◆ **WORK ORDER**:
Retype exactly the lines from the one containing "Find the tail" through the last line of the records below, including both, and leave out any pictures.

◆ **RECORD EXCERPTS**:
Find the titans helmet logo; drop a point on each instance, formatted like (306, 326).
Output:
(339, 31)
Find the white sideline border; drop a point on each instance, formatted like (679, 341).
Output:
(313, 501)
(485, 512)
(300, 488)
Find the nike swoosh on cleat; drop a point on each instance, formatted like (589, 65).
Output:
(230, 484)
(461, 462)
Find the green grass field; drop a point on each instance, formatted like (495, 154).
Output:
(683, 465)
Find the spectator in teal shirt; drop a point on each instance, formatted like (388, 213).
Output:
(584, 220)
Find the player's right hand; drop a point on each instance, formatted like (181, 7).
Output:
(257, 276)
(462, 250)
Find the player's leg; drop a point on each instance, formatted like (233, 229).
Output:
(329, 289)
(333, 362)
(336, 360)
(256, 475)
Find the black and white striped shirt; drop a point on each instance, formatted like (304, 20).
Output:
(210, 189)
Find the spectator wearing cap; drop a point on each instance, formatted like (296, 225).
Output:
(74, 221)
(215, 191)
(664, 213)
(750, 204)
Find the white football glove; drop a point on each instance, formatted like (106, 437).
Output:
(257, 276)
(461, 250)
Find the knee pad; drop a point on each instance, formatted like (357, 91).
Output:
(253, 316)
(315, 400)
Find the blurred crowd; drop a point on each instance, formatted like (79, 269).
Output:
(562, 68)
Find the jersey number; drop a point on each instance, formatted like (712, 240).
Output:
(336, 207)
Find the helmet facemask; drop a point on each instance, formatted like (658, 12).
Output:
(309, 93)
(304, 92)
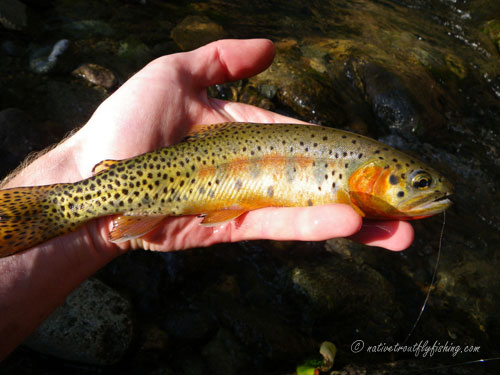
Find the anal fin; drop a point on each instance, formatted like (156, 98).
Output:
(126, 228)
(214, 218)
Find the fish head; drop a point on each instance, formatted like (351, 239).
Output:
(403, 189)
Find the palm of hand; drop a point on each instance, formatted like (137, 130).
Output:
(156, 108)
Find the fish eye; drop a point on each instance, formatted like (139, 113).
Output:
(421, 180)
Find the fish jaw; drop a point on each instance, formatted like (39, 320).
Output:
(385, 191)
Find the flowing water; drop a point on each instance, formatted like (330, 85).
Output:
(423, 76)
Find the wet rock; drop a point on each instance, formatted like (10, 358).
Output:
(96, 74)
(392, 104)
(189, 325)
(88, 28)
(11, 48)
(93, 326)
(13, 14)
(354, 292)
(135, 51)
(225, 355)
(44, 59)
(196, 31)
(152, 343)
(492, 29)
(71, 104)
(19, 136)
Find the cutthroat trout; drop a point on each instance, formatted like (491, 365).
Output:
(222, 171)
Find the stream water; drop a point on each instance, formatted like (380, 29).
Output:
(423, 76)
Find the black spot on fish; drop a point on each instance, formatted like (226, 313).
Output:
(393, 180)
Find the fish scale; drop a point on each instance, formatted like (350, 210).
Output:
(222, 171)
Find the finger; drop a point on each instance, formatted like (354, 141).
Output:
(297, 223)
(392, 235)
(228, 60)
(233, 111)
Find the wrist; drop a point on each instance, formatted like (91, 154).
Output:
(52, 165)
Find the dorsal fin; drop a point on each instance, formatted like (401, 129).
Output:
(103, 166)
(202, 131)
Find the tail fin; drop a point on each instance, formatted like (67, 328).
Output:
(27, 218)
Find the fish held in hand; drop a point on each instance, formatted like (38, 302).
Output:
(220, 172)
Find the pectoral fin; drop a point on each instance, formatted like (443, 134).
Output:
(103, 165)
(126, 228)
(214, 218)
(343, 197)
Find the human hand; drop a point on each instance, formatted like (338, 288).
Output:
(157, 106)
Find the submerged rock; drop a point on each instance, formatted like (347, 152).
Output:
(42, 61)
(20, 135)
(196, 31)
(93, 326)
(96, 74)
(13, 14)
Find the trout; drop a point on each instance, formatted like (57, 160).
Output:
(221, 171)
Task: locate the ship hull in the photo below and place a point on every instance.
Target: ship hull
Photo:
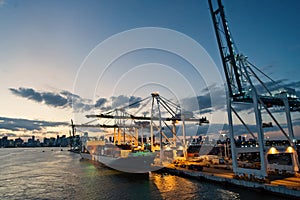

◆ **RESPONSE AREA**:
Find the tail fin; drop a point on each instance, formatted like (67, 328).
Output:
(27, 218)
Find the fish held in hand; drop a point on each instance, formatted like (38, 302).
Output:
(220, 172)
Find the pectoral fin; drop a point on each instance, formatted like (443, 134).
Output:
(103, 165)
(126, 228)
(214, 218)
(343, 197)
Find the human hand; drop a point on each instance, formatted like (338, 288).
Output:
(157, 106)
Find the submerged rock; drop a point on each instance, formatted like (347, 152).
Output:
(42, 61)
(20, 135)
(196, 31)
(93, 326)
(96, 74)
(13, 14)
Find the trout; drop a point on each instance, formatted like (57, 160).
Output:
(221, 171)
Task: locate the ship hull in the photo below and place a point on every instance.
Target: ship hull
Photo:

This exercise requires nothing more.